Start of The input

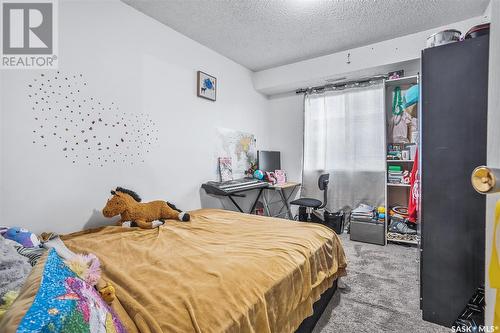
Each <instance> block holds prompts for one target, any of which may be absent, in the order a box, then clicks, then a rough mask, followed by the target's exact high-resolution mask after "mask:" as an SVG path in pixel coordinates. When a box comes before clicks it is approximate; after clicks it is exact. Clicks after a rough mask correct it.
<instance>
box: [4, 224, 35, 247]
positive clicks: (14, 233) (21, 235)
mask: <svg viewBox="0 0 500 333" xmlns="http://www.w3.org/2000/svg"><path fill="white" fill-rule="evenodd" d="M2 236H3V237H4V238H6V239H10V240H13V241H15V242H17V243H19V244H21V245H22V246H24V247H40V245H41V243H40V240H39V239H38V237H37V236H36V235H35V234H34V233H32V232H30V231H28V230H26V229H24V228H19V227H12V228H7V229H4V230H2Z"/></svg>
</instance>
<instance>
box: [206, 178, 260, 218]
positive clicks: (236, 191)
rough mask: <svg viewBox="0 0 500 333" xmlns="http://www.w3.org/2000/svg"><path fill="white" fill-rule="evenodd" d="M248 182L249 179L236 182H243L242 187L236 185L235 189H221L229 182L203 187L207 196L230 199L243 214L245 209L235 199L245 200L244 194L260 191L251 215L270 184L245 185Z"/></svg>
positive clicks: (212, 184) (239, 179) (209, 182)
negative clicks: (221, 196)
mask: <svg viewBox="0 0 500 333" xmlns="http://www.w3.org/2000/svg"><path fill="white" fill-rule="evenodd" d="M248 180H249V179H239V180H236V182H238V181H239V182H241V185H237V184H235V186H234V187H226V188H221V186H223V187H224V186H225V184H227V182H206V183H205V184H202V185H201V187H202V188H203V189H204V190H205V192H207V194H212V195H218V196H222V197H228V198H229V200H231V202H232V203H233V204H234V206H235V207H236V208H237V209H238V210H239V211H240V212H242V213H244V211H243V209H241V207H240V205H238V203H237V202H236V201H235V200H234V198H244V197H246V195H245V194H244V193H245V192H248V191H254V190H258V191H259V193H258V194H257V198H255V201H254V202H253V204H252V208H250V211H249V212H248V213H249V214H252V213H253V211H254V210H255V206H256V205H257V202H258V201H259V199H260V197H261V195H262V191H263V190H264V189H265V188H267V187H269V184H268V183H266V182H262V181H257V182H254V183H252V184H248V185H245V183H244V182H245V181H248Z"/></svg>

End of The input

**Prompt**: Restate word for word only the lines above from the line containing "box: [206, 178, 260, 218]" to the line containing "rough mask: <svg", both of them included.

**Result for this exercise**:
box: [206, 178, 260, 218]
positive clicks: (236, 191)
rough mask: <svg viewBox="0 0 500 333" xmlns="http://www.w3.org/2000/svg"><path fill="white" fill-rule="evenodd" d="M248 182L249 179L236 182H243L242 187L236 185L235 189H221L229 182L203 187L207 196L230 199L243 214L245 209L235 199L245 200L244 194L260 191L251 215L270 184L245 185Z"/></svg>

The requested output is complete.